══ TASK INPUTS

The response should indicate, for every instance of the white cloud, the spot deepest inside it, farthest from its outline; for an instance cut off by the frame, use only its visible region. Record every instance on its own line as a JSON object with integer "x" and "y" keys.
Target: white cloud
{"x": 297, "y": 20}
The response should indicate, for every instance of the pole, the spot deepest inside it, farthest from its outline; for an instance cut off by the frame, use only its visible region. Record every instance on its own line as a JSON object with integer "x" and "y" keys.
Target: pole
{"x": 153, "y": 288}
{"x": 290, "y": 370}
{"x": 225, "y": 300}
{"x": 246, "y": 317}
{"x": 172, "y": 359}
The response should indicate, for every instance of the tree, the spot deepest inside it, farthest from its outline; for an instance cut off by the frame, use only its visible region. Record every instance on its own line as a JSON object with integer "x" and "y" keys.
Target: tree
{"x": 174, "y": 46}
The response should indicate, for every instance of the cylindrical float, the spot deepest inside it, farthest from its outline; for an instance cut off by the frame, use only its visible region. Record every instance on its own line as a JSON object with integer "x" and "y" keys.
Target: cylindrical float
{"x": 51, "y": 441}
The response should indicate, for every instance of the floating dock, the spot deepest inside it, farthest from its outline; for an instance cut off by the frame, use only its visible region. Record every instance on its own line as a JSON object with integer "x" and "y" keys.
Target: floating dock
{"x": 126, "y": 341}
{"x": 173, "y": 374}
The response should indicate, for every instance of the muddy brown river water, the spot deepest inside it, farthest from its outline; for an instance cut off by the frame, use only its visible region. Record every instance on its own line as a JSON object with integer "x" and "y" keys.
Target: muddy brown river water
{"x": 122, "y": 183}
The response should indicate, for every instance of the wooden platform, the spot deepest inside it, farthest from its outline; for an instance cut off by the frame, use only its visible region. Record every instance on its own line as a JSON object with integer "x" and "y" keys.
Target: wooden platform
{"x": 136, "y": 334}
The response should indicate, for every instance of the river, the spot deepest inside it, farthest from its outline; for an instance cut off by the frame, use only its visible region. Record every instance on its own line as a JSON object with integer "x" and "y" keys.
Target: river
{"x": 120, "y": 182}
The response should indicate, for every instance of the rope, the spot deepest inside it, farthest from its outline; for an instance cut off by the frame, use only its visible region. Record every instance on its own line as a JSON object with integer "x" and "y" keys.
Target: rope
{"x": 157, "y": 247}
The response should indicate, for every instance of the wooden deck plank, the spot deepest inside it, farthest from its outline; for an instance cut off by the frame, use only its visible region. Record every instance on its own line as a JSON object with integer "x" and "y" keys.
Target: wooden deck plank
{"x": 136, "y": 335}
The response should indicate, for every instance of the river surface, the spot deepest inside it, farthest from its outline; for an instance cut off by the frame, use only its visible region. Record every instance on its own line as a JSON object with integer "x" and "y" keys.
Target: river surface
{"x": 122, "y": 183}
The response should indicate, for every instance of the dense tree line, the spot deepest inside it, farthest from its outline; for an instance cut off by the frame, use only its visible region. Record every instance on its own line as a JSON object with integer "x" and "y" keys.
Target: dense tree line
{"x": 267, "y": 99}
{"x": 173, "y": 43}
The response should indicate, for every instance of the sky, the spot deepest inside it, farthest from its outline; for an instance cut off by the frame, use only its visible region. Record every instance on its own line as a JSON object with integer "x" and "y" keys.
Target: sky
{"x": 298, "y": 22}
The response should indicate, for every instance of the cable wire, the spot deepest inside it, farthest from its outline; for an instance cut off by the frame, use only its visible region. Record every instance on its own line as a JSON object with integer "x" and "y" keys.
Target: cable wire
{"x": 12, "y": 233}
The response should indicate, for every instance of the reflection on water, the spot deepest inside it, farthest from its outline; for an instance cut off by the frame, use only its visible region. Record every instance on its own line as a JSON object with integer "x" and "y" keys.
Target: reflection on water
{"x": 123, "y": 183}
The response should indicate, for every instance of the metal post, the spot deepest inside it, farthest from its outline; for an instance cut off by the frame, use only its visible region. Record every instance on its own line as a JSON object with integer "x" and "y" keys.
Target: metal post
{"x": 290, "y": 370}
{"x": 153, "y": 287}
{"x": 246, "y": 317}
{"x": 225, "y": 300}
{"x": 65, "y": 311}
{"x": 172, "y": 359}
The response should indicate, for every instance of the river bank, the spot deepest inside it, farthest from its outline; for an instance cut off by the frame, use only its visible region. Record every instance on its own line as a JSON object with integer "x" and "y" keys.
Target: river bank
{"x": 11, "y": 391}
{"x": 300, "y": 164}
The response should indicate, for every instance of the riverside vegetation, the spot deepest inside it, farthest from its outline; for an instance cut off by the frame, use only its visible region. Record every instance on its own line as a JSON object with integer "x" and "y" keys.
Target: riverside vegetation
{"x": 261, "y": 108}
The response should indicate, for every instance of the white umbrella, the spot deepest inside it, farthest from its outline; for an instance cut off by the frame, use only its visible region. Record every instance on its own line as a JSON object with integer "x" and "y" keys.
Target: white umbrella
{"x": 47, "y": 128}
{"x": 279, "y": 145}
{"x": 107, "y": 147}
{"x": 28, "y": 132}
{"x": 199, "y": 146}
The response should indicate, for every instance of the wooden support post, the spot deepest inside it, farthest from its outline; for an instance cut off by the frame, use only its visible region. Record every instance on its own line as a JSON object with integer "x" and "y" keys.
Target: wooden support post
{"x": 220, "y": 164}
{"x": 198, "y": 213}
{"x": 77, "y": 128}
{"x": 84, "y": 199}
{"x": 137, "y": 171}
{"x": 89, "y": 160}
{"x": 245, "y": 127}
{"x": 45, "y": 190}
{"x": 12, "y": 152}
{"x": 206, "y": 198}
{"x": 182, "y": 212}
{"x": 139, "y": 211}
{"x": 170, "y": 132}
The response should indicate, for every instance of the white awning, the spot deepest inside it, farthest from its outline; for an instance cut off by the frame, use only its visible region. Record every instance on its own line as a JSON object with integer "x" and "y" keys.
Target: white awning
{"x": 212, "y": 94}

════

=== WHAT IS REQUIRED ===
Can you render all of the material above as a two-column CSV with the headers instruction and answer, one row for each instruction, putting its full text and its answer each in one quoted field with line breaks turned into spaces?

=== COMPLETE ANSWER ===
instruction,answer
"The response should indicate, for every instance of the white cloud, the spot deepest inside it, farthest from its outline; for an instance cut off by the frame, use only its visible region. Record every instance on its own line as a JSON object with integer ""x"" and ""y"" keys. Target: white cloud","{""x"": 297, ""y"": 20}"
"The response should indicate, for every instance of the pole, the spot deepest inside it, farthest from its outline; for an instance cut off by the frame, use only its visible region. Record every instance on its own line as a JSON object with integer ""x"" and ""y"" keys. Target: pole","{""x"": 153, ""y"": 288} {""x"": 290, ""y"": 370} {""x"": 225, ""y"": 300} {""x"": 246, ""y"": 317} {""x"": 172, ""y"": 359}"
"The response should indicate, for every instance of the tree, the spot deepest inside it, farthest from its outline; for an instance cut off by the frame, use only its visible region. Record every instance on its own line as a JSON object with integer ""x"" and ""y"" keys. Target: tree","{""x"": 174, ""y"": 46}"
"The response should indicate, for every instance of the cylindrical float, the spot deepest inside it, farthest from its outline; for an instance cut off by the frame, use only its visible region. Record every instance on its own line as a JSON object with integer ""x"" and ""y"" keys. Target: cylindrical float","{""x"": 51, ""y"": 441}"
"The response should indicate, for every instance of the floating dock, the spot deepest inside it, farthest from its outline; for an instance cut off by the frame, use only its visible region. Record every instance on its own line as a JSON object with integer ""x"" and ""y"" keys. Target: floating dock","{""x"": 126, ""y"": 341} {""x"": 173, ""y"": 374}"
"The response should indicate, for every instance of the muddy brown river water, the spot deepest inside it, farthest from its outline; for an instance cut off by the frame, use only its visible region. Record every instance on its own line as a JSON object with integer ""x"" and ""y"" keys. Target: muddy brown river water","{""x"": 122, ""y"": 183}"
"The response should indicate, for every instance of the wooden platform, the spot deepest inside it, farthest from its outline; for an instance cut off by the frame, use only its visible region. Record every instance on its own line as a JSON object with integer ""x"" and ""y"" keys. Target: wooden platform","{""x"": 136, ""y"": 334}"
"The response should indicate, for every instance of the river, the spot deepest inside it, farthest from its outline; for an instance cut off by the frame, use only its visible region. Record every instance on its own line as a JSON object with integer ""x"" and ""y"" keys. Target: river","{""x"": 120, ""y"": 182}"
"The response should indicate, for every instance of the rope, the spot deepest inside it, farthest from its outline; for an instance cut off by the frame, use only its visible region. Record every instance on its own line as a JSON object with integer ""x"" and ""y"" keys. Target: rope","{""x"": 157, ""y"": 247}"
"The response should indicate, for every instance of the wooden deck plank, the spot deepest inside it, farthest from its outline; for an instance cut off by the frame, use only its visible region. Record every instance on its own line as a JSON object with integer ""x"" and ""y"" keys. Target: wooden deck plank","{""x"": 136, ""y"": 335}"
"The response should indicate, for every instance of the river surface, the spot deepest inside it, farthest from its outline; for an instance cut off by the frame, use only its visible region. Record every instance on its own line as a JSON object with integer ""x"" and ""y"" keys. Target: river surface","{""x"": 122, ""y"": 183}"
"The response should indicate, for every instance of the dense tree line, the spot deepest inside it, farthest from its outline; for an instance cut off by the frame, use only its visible region. Record every instance on its own line as a JSON object with integer ""x"" and ""y"" keys. Target: dense tree line","{""x"": 267, ""y"": 99} {""x"": 173, ""y"": 43}"
"The response should indicate, for every instance of the sky, the spot deepest inside it, farthest from its outline; for an instance cut off by the frame, use only its visible region. Record every instance on its own line as a JSON object with integer ""x"" and ""y"" keys. Target: sky","{""x"": 298, ""y"": 22}"
"The response should indicate, for every instance of the cable wire, the spot deepest inside it, farthest from its outline; for an instance cut off by the frame, use only its visible region. Record every instance on its own line as a JSON object with integer ""x"" and ""y"" keys. Target: cable wire","{""x"": 12, ""y"": 233}"
"The response should indicate, for every instance of the reflection on water, the spot deepest inside it, farthest from its outline; for an instance cut off by the frame, use only its visible region. Record every instance on its own line as a JSON object with integer ""x"" and ""y"" keys. Target: reflection on water","{""x"": 123, ""y"": 183}"
"The response should indicate, for every instance of the metal post, the spot deepest inside it, farthest from its outline; for an instance cut off by the frame, use only its visible region. Record every instance on its own line as a JSON object with integer ""x"" and ""y"" keys. Target: metal post","{""x"": 290, ""y"": 370} {""x"": 153, ""y"": 287} {""x"": 246, ""y"": 317} {""x"": 225, ""y"": 300} {""x"": 65, ""y"": 311} {""x"": 172, ""y"": 359}"
"The response should indicate, for every instance of the river bank, the spot deepest inside it, farthest from its outline; for an instance cut off by the frame, use only its visible region. Record every instance on its own line as a JSON object with integer ""x"" and ""y"" keys. Target: river bank","{""x"": 11, ""y"": 391} {""x"": 300, ""y"": 164}"
"The response should indicate, for every instance of the riverside vegetation, the spot deepest inside it, farthest from its outline; for an instance cut off by the frame, use only its visible region. Record every instance on its own line as a JSON object with integer ""x"" and ""y"" keys. Target: riverside vegetation","{""x"": 261, ""y"": 108}"
"The response should indicate, for every instance of the white umbrella, the spot deepest inside it, farthest from its outline; for an instance cut off by the frame, use only its visible region. Record every instance on its own line as a JSON object with integer ""x"" and ""y"" keys. Target: white umbrella","{""x"": 47, ""y"": 128} {""x"": 279, ""y"": 145} {""x"": 107, ""y"": 147} {""x"": 28, ""y"": 132} {""x"": 199, ""y"": 146}"
"The response should indicate, for every instance of the wooden support post, the spot deepest inside it, farthest from its outline; for an instance cut off by the frame, use only its visible region. Record every instance on its own line as a JSON object with integer ""x"" and ""y"" keys. Target: wooden support post","{""x"": 220, ""y"": 164} {""x"": 198, ""y"": 213} {""x"": 77, ""y"": 128} {""x"": 84, ""y"": 199} {""x"": 137, ""y"": 171} {""x"": 89, ""y"": 160} {""x"": 245, ""y"": 127} {""x"": 45, ""y"": 190} {""x"": 12, ""y"": 152} {""x"": 206, ""y"": 198} {""x"": 182, ""y"": 212} {""x"": 139, ""y"": 211} {""x"": 170, ""y"": 132}"
"The response should indicate, for every instance of the white awning, the spot deepest inside it, farthest from its outline; for an instance cut off by the frame, use only its visible region. Record every instance on its own line as a JSON object with integer ""x"" and ""y"" keys. Target: white awning","{""x"": 212, ""y"": 94}"